WORK REQUIRED – Please repeat the line that contains "If you could pin the parked" and every line after it, exactly, through the end of the records.
== EXTRACTED DATA ==
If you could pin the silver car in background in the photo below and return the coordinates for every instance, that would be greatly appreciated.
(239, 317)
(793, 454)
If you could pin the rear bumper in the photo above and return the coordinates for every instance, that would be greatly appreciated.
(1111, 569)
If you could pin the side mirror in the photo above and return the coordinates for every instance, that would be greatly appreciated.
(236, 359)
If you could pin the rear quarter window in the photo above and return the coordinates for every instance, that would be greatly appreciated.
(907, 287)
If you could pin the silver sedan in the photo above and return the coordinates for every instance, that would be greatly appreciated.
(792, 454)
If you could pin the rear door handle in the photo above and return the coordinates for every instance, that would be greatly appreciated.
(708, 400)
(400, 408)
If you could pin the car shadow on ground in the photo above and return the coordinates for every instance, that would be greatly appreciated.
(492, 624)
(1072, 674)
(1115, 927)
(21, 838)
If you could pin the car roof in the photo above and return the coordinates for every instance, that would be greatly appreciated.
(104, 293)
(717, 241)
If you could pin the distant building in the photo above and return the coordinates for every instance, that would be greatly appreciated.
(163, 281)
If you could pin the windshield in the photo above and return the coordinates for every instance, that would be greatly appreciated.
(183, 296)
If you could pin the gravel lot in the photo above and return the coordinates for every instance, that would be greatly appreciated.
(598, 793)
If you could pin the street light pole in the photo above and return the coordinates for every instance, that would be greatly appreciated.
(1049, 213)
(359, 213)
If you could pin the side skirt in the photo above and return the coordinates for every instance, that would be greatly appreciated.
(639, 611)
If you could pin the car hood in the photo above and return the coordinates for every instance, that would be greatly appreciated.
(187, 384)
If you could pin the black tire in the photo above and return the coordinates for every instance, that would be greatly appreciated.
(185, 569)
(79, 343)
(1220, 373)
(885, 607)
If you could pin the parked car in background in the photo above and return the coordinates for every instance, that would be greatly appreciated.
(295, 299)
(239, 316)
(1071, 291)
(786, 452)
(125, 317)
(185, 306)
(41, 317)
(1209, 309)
===
WRITTEN RESPONSE –
If you could pin the parked car in background in the photo above and return the coordinates for every instance, that would be greatly appreciated.
(295, 299)
(239, 316)
(1071, 291)
(786, 452)
(125, 317)
(185, 306)
(41, 317)
(1209, 309)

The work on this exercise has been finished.